## Problem to solve
Reproduce the lines below from the one that contains "apartment building and report the position of each." through the end, inclusive, and add nothing.

## Provided information
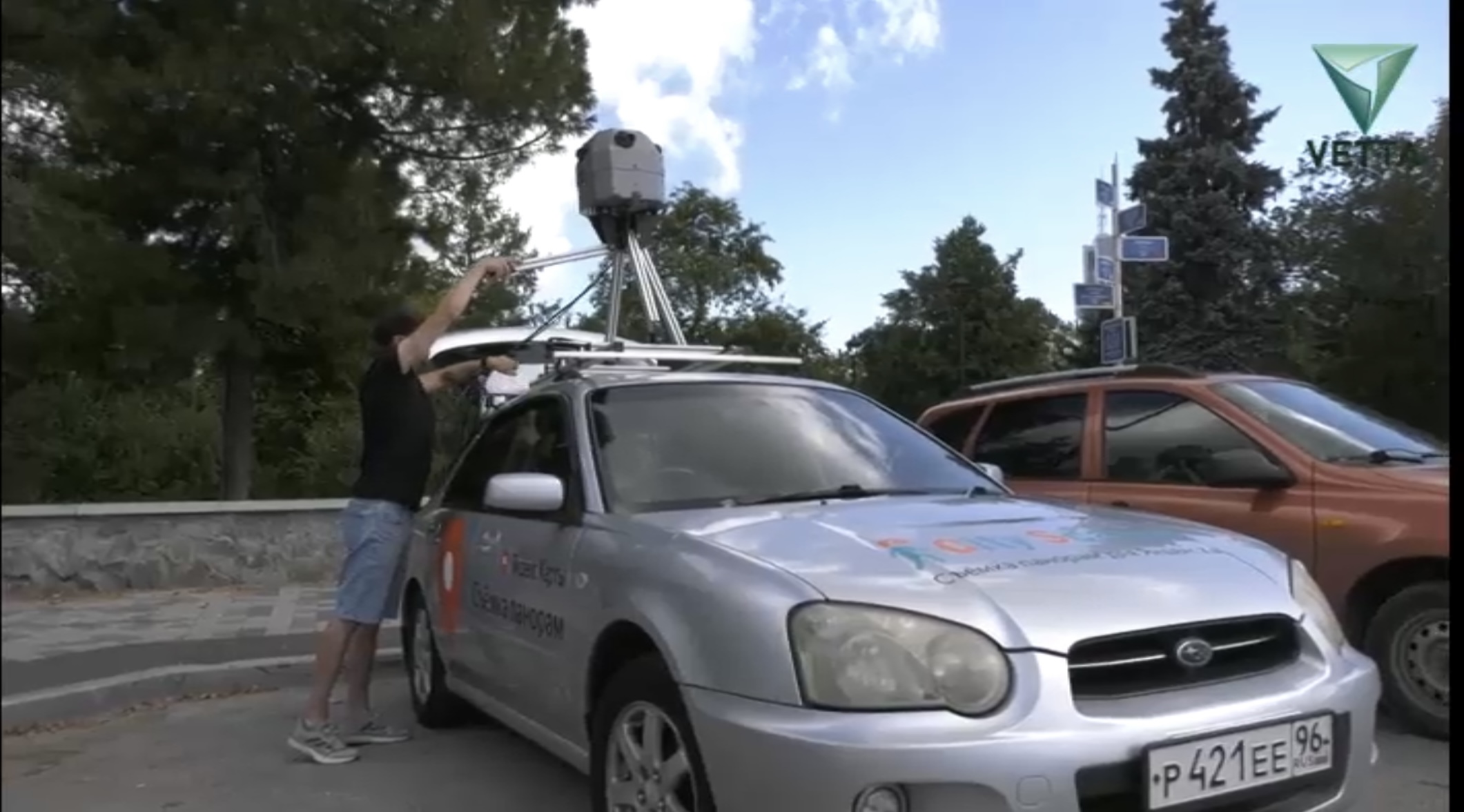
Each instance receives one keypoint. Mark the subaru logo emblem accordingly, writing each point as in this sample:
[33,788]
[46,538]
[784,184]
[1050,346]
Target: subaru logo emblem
[1193,653]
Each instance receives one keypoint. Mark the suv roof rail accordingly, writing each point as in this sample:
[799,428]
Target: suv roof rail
[1091,373]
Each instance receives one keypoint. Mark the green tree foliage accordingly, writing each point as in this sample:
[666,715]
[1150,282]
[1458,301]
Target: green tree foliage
[1213,305]
[1368,253]
[206,204]
[249,180]
[955,322]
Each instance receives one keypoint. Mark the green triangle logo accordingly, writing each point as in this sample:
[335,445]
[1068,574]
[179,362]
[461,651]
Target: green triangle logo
[1365,104]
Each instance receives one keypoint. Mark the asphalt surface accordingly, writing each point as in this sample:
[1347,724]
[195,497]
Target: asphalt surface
[22,676]
[228,755]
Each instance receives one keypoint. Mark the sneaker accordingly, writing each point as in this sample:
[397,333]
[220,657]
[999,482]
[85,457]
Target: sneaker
[321,744]
[373,732]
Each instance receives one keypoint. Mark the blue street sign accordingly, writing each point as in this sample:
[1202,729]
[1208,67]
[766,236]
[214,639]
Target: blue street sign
[1116,340]
[1144,249]
[1093,297]
[1133,219]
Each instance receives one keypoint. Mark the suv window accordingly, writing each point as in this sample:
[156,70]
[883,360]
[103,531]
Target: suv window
[1037,439]
[1162,437]
[530,439]
[952,428]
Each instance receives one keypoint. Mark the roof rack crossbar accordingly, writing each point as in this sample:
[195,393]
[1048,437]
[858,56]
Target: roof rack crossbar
[1126,370]
[680,355]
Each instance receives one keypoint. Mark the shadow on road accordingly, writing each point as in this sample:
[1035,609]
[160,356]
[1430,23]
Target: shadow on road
[228,755]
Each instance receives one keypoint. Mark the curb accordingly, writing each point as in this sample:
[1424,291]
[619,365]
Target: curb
[124,691]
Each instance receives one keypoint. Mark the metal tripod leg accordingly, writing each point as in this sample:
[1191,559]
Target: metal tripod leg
[649,304]
[612,312]
[654,290]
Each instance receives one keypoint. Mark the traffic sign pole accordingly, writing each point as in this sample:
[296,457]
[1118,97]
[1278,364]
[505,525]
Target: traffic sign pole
[1113,228]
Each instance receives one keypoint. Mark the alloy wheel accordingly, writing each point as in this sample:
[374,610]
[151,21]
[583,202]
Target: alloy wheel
[420,655]
[647,766]
[1421,656]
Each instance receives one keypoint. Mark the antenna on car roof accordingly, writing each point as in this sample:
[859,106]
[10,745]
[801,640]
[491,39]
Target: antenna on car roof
[621,177]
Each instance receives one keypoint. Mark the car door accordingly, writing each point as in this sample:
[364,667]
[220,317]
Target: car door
[1148,439]
[466,535]
[1038,444]
[529,595]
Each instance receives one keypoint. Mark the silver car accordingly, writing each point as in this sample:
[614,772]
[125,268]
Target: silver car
[743,593]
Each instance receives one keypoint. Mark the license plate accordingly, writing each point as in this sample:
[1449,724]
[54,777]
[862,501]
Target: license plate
[1238,761]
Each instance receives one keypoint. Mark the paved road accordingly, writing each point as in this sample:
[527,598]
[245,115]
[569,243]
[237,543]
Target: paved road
[227,755]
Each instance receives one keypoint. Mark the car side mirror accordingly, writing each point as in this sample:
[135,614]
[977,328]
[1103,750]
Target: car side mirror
[993,471]
[1243,467]
[526,493]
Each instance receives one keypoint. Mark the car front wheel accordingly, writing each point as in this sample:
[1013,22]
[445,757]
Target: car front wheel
[1409,638]
[432,703]
[645,755]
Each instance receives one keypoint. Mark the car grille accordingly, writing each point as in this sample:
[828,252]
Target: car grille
[1146,662]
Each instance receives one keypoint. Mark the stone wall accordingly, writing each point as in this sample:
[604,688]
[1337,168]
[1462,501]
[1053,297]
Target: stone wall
[176,544]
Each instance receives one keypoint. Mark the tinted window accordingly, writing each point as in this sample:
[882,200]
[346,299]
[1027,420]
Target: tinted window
[1038,438]
[1164,438]
[534,439]
[1323,425]
[953,426]
[692,445]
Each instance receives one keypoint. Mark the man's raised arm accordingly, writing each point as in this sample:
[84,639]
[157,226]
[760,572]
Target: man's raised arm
[416,347]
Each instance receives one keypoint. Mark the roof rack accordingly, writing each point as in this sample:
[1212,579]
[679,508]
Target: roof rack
[1093,373]
[661,356]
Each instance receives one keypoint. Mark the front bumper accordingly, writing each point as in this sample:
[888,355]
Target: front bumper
[1043,754]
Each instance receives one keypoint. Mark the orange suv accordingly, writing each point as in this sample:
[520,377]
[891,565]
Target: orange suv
[1360,499]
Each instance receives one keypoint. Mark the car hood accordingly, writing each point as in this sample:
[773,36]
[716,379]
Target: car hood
[1033,574]
[1434,479]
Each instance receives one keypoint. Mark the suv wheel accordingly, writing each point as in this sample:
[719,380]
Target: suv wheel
[643,754]
[427,676]
[1410,641]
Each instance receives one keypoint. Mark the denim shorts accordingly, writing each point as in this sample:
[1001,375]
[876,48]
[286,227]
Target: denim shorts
[377,535]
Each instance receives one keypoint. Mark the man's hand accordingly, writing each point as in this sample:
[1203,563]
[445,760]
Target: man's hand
[492,268]
[501,365]
[416,347]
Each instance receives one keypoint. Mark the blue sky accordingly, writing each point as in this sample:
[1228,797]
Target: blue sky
[858,130]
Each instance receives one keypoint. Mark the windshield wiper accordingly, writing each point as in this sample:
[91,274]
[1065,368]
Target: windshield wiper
[1384,455]
[842,492]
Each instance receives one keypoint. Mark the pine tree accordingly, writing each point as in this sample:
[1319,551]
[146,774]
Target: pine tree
[1211,305]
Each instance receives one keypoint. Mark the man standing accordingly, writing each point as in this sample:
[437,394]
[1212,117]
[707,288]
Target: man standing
[397,439]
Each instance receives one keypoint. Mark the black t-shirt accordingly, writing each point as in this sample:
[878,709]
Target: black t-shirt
[397,428]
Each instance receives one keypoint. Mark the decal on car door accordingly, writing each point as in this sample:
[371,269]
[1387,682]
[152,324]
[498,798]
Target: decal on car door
[450,574]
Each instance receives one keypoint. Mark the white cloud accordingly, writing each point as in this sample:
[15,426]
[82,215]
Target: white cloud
[828,63]
[864,31]
[665,68]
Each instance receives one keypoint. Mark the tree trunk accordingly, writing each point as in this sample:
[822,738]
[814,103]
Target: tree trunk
[237,423]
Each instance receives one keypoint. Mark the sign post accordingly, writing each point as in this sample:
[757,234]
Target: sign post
[1103,267]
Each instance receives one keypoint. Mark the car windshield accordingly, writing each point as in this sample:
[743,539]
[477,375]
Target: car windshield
[667,446]
[1329,428]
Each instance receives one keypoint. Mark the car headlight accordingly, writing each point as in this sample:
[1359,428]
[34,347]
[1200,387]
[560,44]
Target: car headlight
[1314,602]
[872,659]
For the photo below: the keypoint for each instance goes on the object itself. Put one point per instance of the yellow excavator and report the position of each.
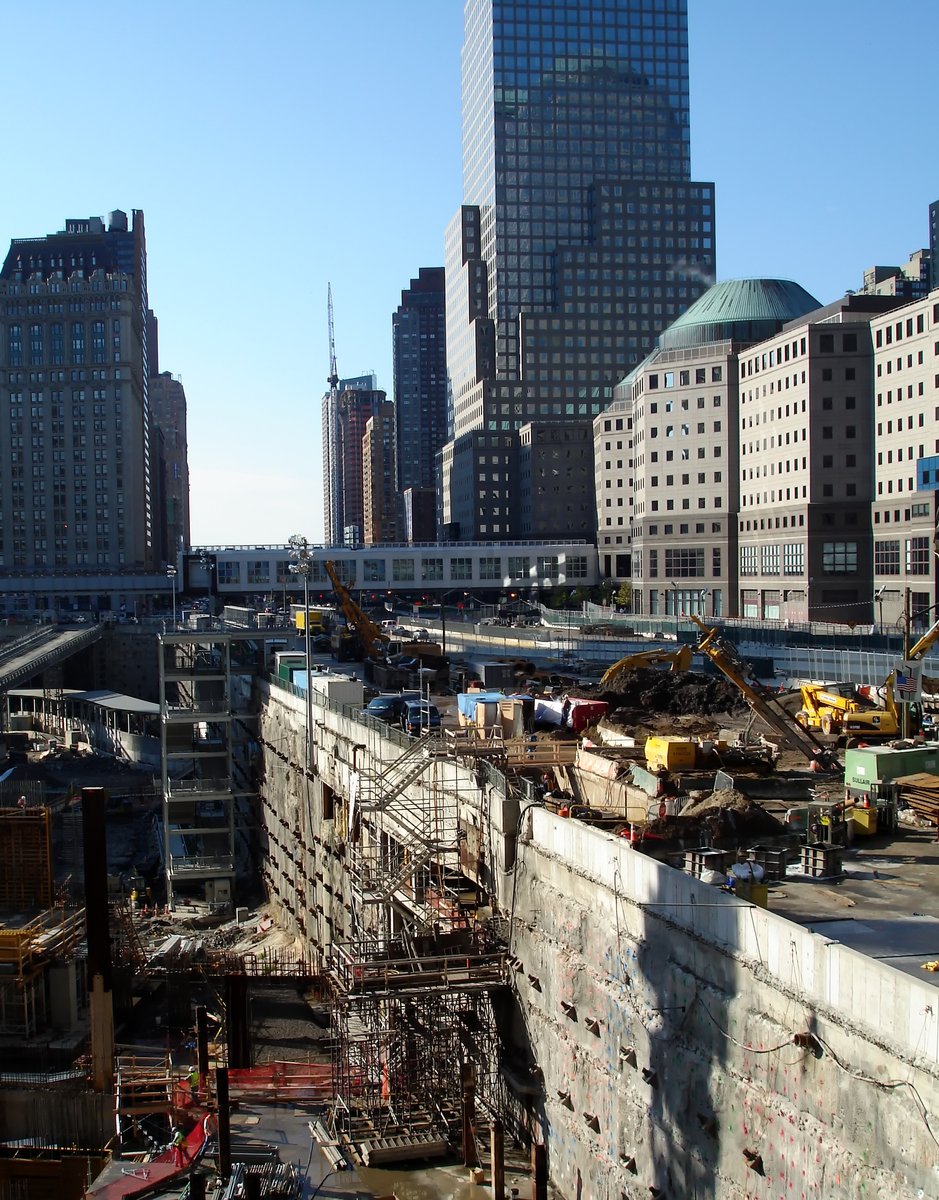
(725, 658)
(677, 660)
(838, 708)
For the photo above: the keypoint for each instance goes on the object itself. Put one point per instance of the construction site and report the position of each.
(627, 936)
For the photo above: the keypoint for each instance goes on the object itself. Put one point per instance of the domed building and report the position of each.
(668, 451)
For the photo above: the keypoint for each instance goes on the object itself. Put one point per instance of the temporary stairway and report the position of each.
(381, 787)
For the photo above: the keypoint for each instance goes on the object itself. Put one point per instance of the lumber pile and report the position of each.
(920, 792)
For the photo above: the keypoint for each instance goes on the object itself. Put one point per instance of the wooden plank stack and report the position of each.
(920, 792)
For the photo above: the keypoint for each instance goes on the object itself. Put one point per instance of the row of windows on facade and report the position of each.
(890, 365)
(55, 343)
(407, 570)
(37, 309)
(754, 395)
(17, 378)
(789, 559)
(895, 331)
(77, 557)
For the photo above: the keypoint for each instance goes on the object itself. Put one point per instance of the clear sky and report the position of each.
(279, 147)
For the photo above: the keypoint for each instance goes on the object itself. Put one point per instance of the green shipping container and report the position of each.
(880, 765)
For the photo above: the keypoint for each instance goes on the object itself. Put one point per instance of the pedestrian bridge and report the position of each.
(24, 658)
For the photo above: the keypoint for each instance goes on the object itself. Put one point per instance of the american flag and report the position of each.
(908, 681)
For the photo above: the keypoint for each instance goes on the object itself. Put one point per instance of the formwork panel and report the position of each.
(25, 851)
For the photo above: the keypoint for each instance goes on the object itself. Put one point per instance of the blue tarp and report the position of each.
(466, 701)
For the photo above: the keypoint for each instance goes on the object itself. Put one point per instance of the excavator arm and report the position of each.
(925, 643)
(370, 635)
(730, 665)
(679, 660)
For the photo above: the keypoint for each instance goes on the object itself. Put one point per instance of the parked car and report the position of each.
(389, 707)
(418, 717)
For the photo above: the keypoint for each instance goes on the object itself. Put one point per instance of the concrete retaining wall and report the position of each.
(687, 1042)
(664, 1015)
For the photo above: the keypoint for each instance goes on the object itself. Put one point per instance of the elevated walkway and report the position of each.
(41, 648)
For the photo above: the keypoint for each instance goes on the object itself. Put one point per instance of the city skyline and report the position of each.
(227, 184)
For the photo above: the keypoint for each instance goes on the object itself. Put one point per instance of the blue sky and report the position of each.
(277, 148)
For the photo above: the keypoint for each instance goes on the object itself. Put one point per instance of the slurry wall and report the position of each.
(664, 1017)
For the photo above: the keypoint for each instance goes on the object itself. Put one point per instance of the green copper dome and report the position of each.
(739, 311)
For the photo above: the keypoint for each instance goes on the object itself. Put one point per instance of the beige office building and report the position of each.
(686, 449)
(612, 468)
(905, 444)
(378, 478)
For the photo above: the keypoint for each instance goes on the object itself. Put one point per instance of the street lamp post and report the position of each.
(171, 571)
(299, 550)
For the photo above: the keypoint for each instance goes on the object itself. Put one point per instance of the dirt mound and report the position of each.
(673, 694)
(722, 816)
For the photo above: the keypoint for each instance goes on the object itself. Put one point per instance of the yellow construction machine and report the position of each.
(761, 701)
(677, 660)
(839, 709)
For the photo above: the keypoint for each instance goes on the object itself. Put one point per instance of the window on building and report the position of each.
(461, 569)
(839, 557)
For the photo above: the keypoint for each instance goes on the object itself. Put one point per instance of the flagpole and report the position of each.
(904, 714)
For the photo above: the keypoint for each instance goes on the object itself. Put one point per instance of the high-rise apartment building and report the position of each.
(380, 491)
(581, 234)
(419, 348)
(75, 453)
(168, 412)
(346, 412)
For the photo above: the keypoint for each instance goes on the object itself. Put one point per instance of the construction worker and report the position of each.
(180, 1156)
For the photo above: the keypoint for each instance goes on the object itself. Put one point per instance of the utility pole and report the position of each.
(304, 565)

## Reply to the task
For the photo above: the keypoint for each instance goes on the object itself. Put one point per instance of the high-rise apartment building and report the position of each.
(380, 491)
(581, 234)
(419, 348)
(75, 453)
(168, 412)
(346, 412)
For the photo above: the keypoint for each instance goes on the object itself. Put one point per instance of the construction worker and report the position of each.
(180, 1156)
For the photo above: the keypoint for each instance goes on the object itself. Put one point per instance of the utility pole and report the position of each.
(304, 565)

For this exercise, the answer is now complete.